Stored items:

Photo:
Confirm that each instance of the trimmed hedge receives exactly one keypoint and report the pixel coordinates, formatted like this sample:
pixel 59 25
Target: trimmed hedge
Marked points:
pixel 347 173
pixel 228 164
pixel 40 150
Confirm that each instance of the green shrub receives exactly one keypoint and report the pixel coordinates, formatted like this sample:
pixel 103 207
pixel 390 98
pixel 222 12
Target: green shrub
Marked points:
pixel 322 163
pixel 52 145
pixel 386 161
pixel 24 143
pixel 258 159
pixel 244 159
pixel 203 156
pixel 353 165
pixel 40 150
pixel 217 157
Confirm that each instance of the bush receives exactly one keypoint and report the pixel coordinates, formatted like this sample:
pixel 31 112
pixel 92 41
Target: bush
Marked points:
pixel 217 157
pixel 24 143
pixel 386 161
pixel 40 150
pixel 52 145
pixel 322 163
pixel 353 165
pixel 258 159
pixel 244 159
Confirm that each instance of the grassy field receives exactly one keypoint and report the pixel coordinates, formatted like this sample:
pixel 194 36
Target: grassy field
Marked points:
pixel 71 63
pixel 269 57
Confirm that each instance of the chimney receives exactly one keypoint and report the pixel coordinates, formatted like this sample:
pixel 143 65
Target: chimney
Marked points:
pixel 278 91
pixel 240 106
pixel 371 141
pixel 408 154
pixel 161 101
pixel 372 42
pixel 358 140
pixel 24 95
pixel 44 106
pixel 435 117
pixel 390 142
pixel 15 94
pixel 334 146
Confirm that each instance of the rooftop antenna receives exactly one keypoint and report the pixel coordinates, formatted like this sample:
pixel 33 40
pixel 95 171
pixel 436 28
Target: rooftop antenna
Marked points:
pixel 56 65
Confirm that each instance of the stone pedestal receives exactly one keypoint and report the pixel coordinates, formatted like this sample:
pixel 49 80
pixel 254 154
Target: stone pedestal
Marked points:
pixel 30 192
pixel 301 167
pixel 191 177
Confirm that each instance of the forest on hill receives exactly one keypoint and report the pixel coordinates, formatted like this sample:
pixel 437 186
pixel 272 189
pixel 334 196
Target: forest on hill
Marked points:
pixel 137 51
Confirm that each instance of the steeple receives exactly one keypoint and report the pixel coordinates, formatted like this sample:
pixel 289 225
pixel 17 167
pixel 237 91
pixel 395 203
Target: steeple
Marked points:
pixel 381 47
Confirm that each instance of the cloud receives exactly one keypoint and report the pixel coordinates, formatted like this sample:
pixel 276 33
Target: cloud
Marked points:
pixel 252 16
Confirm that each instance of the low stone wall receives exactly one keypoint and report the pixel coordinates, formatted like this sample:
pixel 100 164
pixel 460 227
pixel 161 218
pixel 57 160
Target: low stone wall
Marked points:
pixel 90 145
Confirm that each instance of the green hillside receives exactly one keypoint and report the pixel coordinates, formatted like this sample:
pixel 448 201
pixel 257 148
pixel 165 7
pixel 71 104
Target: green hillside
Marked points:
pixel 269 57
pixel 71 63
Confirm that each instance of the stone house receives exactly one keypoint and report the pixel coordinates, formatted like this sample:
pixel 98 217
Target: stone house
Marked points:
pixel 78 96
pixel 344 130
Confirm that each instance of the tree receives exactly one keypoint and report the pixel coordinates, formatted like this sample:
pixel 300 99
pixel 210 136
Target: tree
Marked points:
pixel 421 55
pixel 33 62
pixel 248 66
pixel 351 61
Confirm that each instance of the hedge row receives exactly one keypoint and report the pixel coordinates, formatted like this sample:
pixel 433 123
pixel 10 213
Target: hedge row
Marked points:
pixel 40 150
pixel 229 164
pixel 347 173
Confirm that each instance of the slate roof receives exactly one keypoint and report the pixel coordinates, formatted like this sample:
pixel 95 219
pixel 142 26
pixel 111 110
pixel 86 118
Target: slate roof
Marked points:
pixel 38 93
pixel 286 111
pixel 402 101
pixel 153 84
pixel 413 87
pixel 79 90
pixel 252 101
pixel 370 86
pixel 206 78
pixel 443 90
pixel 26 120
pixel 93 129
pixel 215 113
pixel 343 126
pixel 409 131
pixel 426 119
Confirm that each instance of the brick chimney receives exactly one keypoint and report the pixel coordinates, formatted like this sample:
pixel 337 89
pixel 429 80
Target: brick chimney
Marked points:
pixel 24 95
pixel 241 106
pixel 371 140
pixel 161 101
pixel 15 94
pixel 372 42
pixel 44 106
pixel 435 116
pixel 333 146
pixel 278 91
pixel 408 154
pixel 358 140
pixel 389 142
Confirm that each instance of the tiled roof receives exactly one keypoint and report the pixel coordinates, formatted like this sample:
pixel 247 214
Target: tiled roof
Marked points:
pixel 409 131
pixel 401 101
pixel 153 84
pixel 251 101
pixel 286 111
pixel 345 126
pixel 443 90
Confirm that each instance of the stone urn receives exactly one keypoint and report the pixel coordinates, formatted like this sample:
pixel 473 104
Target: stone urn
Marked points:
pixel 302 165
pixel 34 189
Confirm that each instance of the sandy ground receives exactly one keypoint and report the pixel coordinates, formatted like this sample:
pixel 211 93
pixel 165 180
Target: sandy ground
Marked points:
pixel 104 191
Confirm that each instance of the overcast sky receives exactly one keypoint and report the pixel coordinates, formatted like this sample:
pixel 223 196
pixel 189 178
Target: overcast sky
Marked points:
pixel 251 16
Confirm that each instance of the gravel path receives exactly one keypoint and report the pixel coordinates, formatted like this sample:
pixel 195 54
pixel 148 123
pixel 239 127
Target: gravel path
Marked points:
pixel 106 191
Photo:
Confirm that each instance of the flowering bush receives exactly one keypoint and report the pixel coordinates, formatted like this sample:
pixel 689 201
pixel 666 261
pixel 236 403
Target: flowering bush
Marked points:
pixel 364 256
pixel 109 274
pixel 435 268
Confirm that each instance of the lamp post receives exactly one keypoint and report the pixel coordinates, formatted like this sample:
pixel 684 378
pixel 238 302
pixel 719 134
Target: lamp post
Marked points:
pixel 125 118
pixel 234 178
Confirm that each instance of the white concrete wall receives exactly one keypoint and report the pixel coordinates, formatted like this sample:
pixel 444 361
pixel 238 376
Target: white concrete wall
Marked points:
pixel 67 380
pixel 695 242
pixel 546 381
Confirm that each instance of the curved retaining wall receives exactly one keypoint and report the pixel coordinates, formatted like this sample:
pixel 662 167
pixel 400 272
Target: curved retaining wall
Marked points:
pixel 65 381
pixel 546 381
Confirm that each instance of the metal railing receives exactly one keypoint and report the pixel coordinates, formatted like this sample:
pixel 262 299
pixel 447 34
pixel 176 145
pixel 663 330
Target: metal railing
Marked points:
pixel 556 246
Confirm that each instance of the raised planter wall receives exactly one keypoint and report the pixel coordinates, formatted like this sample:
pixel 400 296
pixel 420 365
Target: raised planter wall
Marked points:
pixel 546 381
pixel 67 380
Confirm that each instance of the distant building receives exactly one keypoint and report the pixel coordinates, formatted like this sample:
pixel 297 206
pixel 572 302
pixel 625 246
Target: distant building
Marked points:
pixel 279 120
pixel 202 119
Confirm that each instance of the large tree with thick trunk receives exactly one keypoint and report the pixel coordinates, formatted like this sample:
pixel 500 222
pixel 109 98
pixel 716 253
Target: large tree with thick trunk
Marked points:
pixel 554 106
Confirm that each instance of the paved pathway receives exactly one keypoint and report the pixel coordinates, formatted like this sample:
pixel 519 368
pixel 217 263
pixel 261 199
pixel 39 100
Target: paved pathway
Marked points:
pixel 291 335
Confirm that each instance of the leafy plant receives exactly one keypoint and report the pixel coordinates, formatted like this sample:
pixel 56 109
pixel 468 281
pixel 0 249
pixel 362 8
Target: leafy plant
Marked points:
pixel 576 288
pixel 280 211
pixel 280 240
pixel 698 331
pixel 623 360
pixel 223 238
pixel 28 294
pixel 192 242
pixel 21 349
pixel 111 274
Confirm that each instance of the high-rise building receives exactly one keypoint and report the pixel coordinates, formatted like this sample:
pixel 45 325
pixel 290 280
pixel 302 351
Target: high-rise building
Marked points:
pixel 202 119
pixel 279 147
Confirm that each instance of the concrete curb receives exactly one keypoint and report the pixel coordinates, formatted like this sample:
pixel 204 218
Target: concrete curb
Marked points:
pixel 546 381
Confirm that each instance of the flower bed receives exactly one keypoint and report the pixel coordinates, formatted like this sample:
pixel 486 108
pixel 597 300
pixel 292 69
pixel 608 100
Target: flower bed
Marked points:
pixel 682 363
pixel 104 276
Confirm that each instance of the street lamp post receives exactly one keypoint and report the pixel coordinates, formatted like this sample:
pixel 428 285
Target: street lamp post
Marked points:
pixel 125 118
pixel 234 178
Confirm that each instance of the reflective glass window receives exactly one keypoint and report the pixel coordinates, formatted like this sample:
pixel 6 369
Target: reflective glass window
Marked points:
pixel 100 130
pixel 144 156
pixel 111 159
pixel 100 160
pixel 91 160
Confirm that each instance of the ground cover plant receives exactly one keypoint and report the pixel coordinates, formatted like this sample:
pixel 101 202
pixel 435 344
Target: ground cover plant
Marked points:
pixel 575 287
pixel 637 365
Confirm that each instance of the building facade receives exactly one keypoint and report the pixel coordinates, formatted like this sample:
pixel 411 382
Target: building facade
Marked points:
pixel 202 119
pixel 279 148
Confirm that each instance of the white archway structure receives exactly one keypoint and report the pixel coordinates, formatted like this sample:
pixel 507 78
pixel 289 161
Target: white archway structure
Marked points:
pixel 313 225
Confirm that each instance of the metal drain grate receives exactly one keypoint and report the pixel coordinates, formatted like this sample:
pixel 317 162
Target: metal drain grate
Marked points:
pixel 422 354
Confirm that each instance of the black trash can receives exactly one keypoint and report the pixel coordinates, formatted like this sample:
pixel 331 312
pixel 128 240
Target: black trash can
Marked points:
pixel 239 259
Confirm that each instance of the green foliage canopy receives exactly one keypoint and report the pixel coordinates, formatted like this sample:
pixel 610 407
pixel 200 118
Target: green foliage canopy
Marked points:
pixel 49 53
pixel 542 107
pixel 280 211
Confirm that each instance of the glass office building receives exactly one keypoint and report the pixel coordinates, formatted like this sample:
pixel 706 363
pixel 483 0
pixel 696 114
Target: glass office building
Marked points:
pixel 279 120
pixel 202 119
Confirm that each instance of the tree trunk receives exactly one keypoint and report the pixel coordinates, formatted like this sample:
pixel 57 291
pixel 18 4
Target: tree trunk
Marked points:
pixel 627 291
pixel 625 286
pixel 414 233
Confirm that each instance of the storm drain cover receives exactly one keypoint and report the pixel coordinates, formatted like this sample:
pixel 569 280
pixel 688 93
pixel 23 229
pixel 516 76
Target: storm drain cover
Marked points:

[EXERCISE OBJECTIVE]
Taking the records above as input, show every line in which the word "curved" is present.

[OUTPUT OF THE EXERCISE]
Confirm that each instance of the curved retaining wall receives exactly one keypoint and report the pixel coordinates, formatted like this sample:
Target: curved retaining wall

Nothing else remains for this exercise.